Records for the task below:

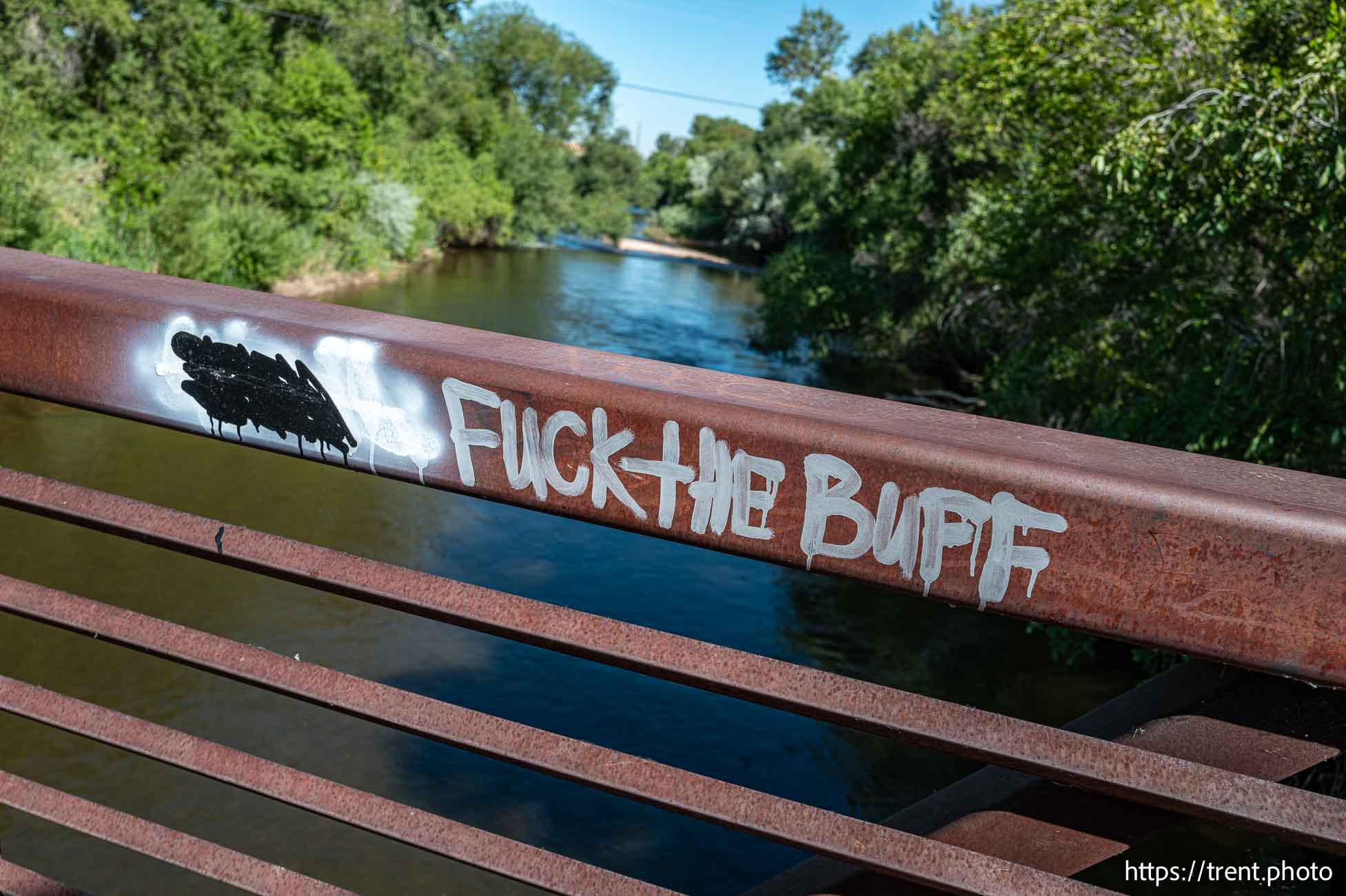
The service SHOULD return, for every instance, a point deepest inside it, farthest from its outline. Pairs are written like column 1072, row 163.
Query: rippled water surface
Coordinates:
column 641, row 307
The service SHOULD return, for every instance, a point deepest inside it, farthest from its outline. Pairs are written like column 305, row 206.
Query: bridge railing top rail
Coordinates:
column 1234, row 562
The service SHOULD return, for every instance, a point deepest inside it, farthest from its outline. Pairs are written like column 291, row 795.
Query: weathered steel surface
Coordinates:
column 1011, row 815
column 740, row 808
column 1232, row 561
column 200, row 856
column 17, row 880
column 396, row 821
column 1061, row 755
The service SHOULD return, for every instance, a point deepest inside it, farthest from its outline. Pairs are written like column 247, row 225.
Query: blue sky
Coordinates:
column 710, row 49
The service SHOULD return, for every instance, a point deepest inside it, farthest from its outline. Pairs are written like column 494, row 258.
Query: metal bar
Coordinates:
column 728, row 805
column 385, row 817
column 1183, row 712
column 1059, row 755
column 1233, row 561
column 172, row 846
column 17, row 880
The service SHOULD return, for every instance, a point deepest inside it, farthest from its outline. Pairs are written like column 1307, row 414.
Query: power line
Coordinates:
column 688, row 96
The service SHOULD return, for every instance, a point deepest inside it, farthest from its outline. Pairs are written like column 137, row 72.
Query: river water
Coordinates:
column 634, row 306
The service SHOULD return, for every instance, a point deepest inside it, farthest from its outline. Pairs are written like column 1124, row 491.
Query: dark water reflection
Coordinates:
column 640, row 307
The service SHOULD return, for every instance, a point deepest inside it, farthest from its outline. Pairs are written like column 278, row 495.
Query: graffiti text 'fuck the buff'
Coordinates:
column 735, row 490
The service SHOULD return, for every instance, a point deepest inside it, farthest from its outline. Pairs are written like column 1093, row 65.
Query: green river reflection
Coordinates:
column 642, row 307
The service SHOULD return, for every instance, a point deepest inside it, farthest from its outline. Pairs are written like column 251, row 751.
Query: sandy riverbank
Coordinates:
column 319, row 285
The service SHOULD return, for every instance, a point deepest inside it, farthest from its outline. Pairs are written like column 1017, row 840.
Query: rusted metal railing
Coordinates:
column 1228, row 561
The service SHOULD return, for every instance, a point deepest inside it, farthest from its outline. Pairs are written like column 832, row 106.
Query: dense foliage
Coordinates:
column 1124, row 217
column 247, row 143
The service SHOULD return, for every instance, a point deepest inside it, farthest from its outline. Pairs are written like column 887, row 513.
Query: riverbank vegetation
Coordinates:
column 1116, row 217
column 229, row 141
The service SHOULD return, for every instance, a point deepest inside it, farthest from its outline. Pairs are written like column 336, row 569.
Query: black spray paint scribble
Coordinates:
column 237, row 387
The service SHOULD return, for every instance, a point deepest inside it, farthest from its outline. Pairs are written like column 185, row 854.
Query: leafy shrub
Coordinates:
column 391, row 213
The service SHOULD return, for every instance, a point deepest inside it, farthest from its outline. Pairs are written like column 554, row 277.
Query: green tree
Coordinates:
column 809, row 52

End of Records for the task.

How to complete this task
Copy every line from the records above that contains the word "riverbank".

Solution to the problem
Query: sandy riverbank
Query: riverbank vegetation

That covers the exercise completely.